» **ACTIVITY**
Your answer must be an exact transcription of every record below, with the pictures omitted.

» **Referring expression pointing data**
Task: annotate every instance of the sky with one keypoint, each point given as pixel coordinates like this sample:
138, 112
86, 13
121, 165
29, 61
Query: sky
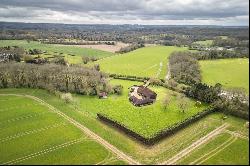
146, 12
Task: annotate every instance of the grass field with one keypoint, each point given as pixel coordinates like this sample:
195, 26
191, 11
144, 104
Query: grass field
223, 149
32, 134
148, 155
71, 53
205, 42
144, 62
228, 72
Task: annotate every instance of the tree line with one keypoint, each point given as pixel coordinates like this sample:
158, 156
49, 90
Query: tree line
52, 77
184, 68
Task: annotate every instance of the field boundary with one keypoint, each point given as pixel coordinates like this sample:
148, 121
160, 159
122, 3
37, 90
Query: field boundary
45, 151
159, 135
87, 131
213, 152
195, 145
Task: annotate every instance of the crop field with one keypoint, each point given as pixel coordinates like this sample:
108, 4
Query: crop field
142, 120
31, 133
228, 72
71, 53
144, 62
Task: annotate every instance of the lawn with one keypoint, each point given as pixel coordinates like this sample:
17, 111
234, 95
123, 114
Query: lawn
32, 134
145, 62
71, 53
146, 121
230, 73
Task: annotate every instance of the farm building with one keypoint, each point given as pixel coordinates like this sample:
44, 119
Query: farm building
140, 96
103, 95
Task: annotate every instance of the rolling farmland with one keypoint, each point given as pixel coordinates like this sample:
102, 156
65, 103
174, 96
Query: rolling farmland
56, 140
71, 53
228, 72
140, 62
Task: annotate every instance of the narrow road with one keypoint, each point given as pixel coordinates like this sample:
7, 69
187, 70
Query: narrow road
168, 76
88, 132
195, 145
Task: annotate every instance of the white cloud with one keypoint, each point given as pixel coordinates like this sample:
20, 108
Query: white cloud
170, 12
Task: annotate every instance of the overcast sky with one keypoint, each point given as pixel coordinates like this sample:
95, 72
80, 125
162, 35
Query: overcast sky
164, 12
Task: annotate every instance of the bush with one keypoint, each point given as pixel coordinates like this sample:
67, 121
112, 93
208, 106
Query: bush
73, 79
184, 68
67, 97
118, 89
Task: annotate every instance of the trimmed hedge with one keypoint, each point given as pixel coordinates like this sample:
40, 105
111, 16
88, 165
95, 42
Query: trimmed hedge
161, 134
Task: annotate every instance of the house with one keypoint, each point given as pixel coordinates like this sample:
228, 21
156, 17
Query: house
103, 95
141, 96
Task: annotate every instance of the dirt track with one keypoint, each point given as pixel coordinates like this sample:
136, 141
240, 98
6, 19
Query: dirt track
195, 145
88, 132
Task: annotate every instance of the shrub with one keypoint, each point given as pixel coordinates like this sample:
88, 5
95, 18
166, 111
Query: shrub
67, 97
118, 89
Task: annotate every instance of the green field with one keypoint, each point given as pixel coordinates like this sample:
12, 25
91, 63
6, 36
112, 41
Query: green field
155, 154
228, 72
223, 149
204, 43
144, 62
32, 134
71, 53
142, 120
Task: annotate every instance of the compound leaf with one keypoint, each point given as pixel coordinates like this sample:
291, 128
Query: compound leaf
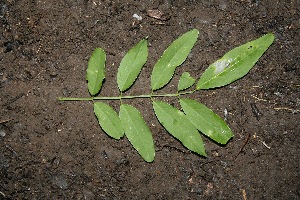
178, 125
131, 65
108, 120
185, 81
172, 57
206, 121
137, 132
234, 64
95, 72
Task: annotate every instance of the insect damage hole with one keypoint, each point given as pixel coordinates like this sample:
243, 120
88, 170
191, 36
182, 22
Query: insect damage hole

» **EXERCISE OUTPUT**
Task: annotate every instance of the sky with one keypoint, each point given as pixel coordinates like this sample:
138, 112
86, 13
121, 165
29, 61
Query: sky
146, 12
Task: annotate every instance of the grass field with one keypoint, each point given as pixel coordinates like this sample:
195, 26
191, 11
144, 104
Query: grass field
223, 149
32, 134
148, 155
71, 53
205, 42
144, 62
228, 72
Task: annotate every instance of the tree line with one keypoint, each point given as pixel coordinates like this sample:
158, 156
49, 90
Query: tree line
52, 77
184, 68
Task: annotate every instance of the field boundary with one keypoint, each point given as pixel coordinates like this sample:
148, 121
160, 159
122, 3
37, 90
Query: field boundary
45, 151
159, 135
87, 131
213, 152
195, 145
Task: annotate every instance of the crop field with one keypoint, each point given as pixel coordinates like this sample:
108, 4
Query: crop field
142, 120
31, 133
228, 72
71, 53
144, 62
Task: annotate every instance of the lawn with one keypoint, each point given as pixel coordinates like this sample:
17, 111
234, 95
123, 114
Query: lawn
32, 134
145, 62
71, 53
146, 121
230, 73
Task: annotate every instance of the farm building with one keypoint, each point given as pixel coordinates like this sample:
44, 119
Query: farm building
140, 96
103, 95
Task: annotate every instance of the rolling farmland with one keypoint, each point given as pixel coordinates like this sample:
102, 156
65, 103
174, 96
Query: rolling farmland
56, 140
71, 53
228, 72
140, 62
Task: annotate every instance of the narrow road with one keypoint, each point given as pixel coordinates like this sample:
7, 69
187, 70
Query: narrow road
168, 76
88, 132
195, 145
Task: annotate every instance of the white cloud with one keypoint, each point given as pixel coordinates like this sample:
20, 108
Query: white cloud
170, 12
Task: annotate every instance of the overcast sky with one keypoint, each point given as pixel coordinates like this sample:
95, 72
80, 125
162, 35
Query: overcast sky
164, 12
Task: annotate every instance of the bush with one keypoint, each point given as pixel coordinates like this sample:
67, 121
112, 93
208, 106
Query: bush
73, 79
184, 68
67, 97
118, 89
Task: annotate every instance of the trimmed hedge with one keypoint, each point given as pixel coordinates like this sample:
40, 105
111, 16
88, 165
95, 42
Query: trimmed hedge
161, 134
Task: annotate every instance of the house with one keypoint, each point given as pixel coordinates like this sample:
228, 21
156, 17
Query: house
103, 95
141, 96
Task: annotate every instance of the dirt track with one keypoint, each point given as pixel coordinates like this sample:
136, 141
240, 98
6, 19
Query: dirt track
195, 145
88, 132
Task: annotate every instance of the shrub with one keypoint, each point given as pixel coordinates like this sample:
88, 5
95, 18
166, 111
Query: shrub
67, 97
118, 89
Task: annotate every instance of the green field with one keypoint, each point given as pixel coordinates like this sample:
12, 25
91, 63
6, 36
112, 41
Query: green field
155, 154
228, 72
223, 149
204, 43
144, 62
32, 134
71, 53
142, 120
Task: annotate every instance of the compound leaf with one keypoint, each point given as pixel coordinates like this sample:
291, 128
Query: compound leaf
178, 125
131, 65
108, 120
185, 81
172, 57
206, 121
137, 132
234, 64
95, 72
Task: annotate every instance of the insect damage hole with one keypoint, each point given as pixel coordinates like this sample:
243, 120
88, 170
191, 36
182, 22
Query: insect damage hole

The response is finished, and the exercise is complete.